- [Aim of the exercise]: Copy out the material below word for word.

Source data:
──────

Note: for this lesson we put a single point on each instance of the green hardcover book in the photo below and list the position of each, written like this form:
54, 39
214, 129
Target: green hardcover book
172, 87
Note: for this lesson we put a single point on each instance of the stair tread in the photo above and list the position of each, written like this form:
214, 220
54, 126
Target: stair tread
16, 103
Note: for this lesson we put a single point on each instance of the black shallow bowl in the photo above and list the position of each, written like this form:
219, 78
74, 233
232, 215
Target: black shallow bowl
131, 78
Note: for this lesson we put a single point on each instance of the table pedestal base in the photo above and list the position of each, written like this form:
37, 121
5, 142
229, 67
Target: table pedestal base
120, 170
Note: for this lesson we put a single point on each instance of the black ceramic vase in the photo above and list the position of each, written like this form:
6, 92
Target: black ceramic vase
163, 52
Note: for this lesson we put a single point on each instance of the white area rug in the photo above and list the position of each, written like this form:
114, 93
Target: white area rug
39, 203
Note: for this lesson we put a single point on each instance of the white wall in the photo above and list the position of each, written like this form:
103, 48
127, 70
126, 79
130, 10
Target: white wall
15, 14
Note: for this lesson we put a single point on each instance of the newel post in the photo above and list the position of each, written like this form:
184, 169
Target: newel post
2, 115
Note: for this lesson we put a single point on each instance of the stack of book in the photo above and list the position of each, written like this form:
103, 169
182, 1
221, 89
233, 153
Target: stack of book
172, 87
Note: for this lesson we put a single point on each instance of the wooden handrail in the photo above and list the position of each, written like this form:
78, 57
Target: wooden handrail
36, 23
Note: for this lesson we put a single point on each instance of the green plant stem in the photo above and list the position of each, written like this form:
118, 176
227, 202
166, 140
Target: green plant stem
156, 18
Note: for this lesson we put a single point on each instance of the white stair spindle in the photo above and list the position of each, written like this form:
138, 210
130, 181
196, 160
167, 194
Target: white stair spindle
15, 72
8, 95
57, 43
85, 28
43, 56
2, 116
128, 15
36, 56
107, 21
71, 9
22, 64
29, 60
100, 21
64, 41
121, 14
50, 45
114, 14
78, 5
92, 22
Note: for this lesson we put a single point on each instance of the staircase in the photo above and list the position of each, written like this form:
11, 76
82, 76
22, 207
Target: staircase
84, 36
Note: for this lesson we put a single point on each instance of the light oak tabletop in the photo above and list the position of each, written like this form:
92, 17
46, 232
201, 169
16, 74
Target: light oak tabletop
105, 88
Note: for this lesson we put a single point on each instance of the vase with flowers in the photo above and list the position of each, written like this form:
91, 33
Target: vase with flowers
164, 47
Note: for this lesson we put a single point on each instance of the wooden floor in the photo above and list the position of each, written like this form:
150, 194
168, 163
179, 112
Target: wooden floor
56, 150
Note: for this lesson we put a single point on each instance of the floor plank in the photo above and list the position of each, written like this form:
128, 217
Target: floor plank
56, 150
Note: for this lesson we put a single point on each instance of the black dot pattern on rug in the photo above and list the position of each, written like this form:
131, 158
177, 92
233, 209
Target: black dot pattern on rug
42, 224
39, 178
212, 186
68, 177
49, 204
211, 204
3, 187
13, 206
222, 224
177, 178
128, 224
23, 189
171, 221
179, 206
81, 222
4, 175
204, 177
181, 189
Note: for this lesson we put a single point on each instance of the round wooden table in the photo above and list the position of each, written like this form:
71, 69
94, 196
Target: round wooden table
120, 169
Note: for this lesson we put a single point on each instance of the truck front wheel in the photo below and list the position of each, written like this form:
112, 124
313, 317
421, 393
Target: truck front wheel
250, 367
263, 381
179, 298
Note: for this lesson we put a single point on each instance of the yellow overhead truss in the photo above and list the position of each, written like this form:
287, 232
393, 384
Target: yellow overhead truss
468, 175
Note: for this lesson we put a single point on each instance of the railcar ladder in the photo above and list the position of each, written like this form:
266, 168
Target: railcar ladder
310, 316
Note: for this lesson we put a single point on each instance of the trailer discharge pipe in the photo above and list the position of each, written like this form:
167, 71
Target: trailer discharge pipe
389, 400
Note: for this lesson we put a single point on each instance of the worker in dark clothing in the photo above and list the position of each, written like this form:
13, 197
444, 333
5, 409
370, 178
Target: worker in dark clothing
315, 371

──────

- [Written answer]:
Note: for this lesson we put a single point on each instance of the green hardcover book in the photo below and list the position of each, written like this form:
54, 39
214, 129
Target: green hardcover book
172, 87
Note: for this lesson we put a single point on each instance of the stair tread in the photo above and list the position of each, written like this form:
214, 220
54, 126
Target: stair tread
16, 103
Note: for this lesson we put a single point on each instance of the black shallow bowl in the photo above and list the position of each, written like this form:
219, 78
74, 233
232, 215
Target: black shallow bowl
131, 78
Note: for this lesson we put a single point on each instance of the table pedestal base in the photo above and list the position of each, written like this form:
37, 121
5, 142
229, 67
Target: table pedestal base
120, 170
Note: for this lesson we put a single point on each instance of the black ceramic vase in the photo above and list the position of each, written like this form:
6, 92
Target: black ceramic vase
163, 52
Note: for this lesson we put a single point on each instance of the white area rug in the photo above and list the position of each, written like this form:
114, 93
Target: white area rug
39, 203
Note: for this lesson we put a single point on each instance of the white wall in the photo above and list the position of each, written like this form:
103, 48
127, 70
126, 79
130, 10
Target: white wall
15, 14
Note: for this lesson we put a single point on each instance of the newel post in the photo above and list the position of each, written like this form:
184, 169
Target: newel post
2, 115
Note: for this lesson we put a single point on each instance of the stack of book in the photo above and list the position of each, written like this form:
103, 169
182, 1
221, 89
233, 153
Target: stack of book
172, 87
Note: for this lesson we put a single point on each instance of the wooden handrail in the photo above and list the position of each, written like this form:
78, 57
Target: wooden handrail
36, 23
Note: for this lesson we put a single point on each instance of the green plant stem in the photo above and list the position of each, written like this form:
118, 176
227, 202
166, 140
Target: green plant stem
156, 18
Note: for this lesson we put a single point on each instance of the white stair spindle in the photo above and list the position of each, written like this form:
138, 210
130, 181
196, 160
167, 194
Target: white stair spindle
15, 72
8, 95
57, 43
85, 28
43, 56
2, 116
128, 15
36, 56
107, 21
71, 9
22, 64
29, 60
100, 21
64, 41
121, 14
50, 45
114, 14
78, 5
92, 22
Note: for this lesson we put a single point on each instance of the staircase in the photo above and list the position of each, written like this form:
11, 76
82, 76
22, 207
Target: staircase
84, 36
Note: for this lesson we put a single point on each instance of the light oak tabletop in the photo above and list the position of each, written like this form:
92, 17
46, 232
201, 169
16, 74
Target: light oak tabletop
105, 88
Note: for this lesson we put a single point on each instance of the vase with flowers in the photo above and list the position of each, written like this form:
91, 33
Target: vase with flowers
164, 47
Note: for this lesson we put a single point on each instance of the wooden floor in the photo above and list the position of each, written like this form:
150, 194
168, 163
179, 112
Target: wooden floor
56, 150
Note: for this lesson we put a single point on each instance of the floor plank in the photo above and list the position of each, written like this form:
128, 217
Target: floor plank
56, 150
Note: for this lesson we put a single point on each instance of the black dot pattern on rug in the photo above and list the position of each, written like this form:
131, 158
177, 92
233, 209
Target: black dot pattern on rug
42, 224
39, 178
212, 186
68, 177
49, 204
211, 204
3, 187
13, 206
222, 224
177, 178
128, 224
23, 189
171, 221
179, 206
81, 222
4, 175
204, 177
181, 189
Note: for this lesson we put a single point on each instance of the round wooden table in the photo above and list the position of each, written like this form:
71, 69
94, 196
Target: round wooden table
120, 169
Note: for this lesson we put a single point on each instance of the truck front wheel in the photo below and list the position of each, written like this form:
112, 124
313, 317
421, 393
Target: truck front wheel
250, 367
263, 381
179, 298
Note: for this lesson we put a single point on each instance of the yellow overhead truss in the photo above and list the position of each, written like this form:
287, 232
393, 384
Target: yellow overhead truss
468, 175
Note: for this lesson we put a single point on each instance of the railcar ladder in the photo above and list the position of each, written like this form:
266, 168
Target: railcar ladder
310, 316
Note: for this lesson we put a single point on each instance of the trailer discharge pipe in the photo above and list the position of each, written like this form:
167, 71
Target: trailer discharge pipe
389, 400
Note: for this lesson we put a single point on each instance of the worker in dark clothing in the photo above and list the position of each, written like this form:
13, 197
444, 333
5, 409
370, 178
Target: worker in dark clothing
315, 371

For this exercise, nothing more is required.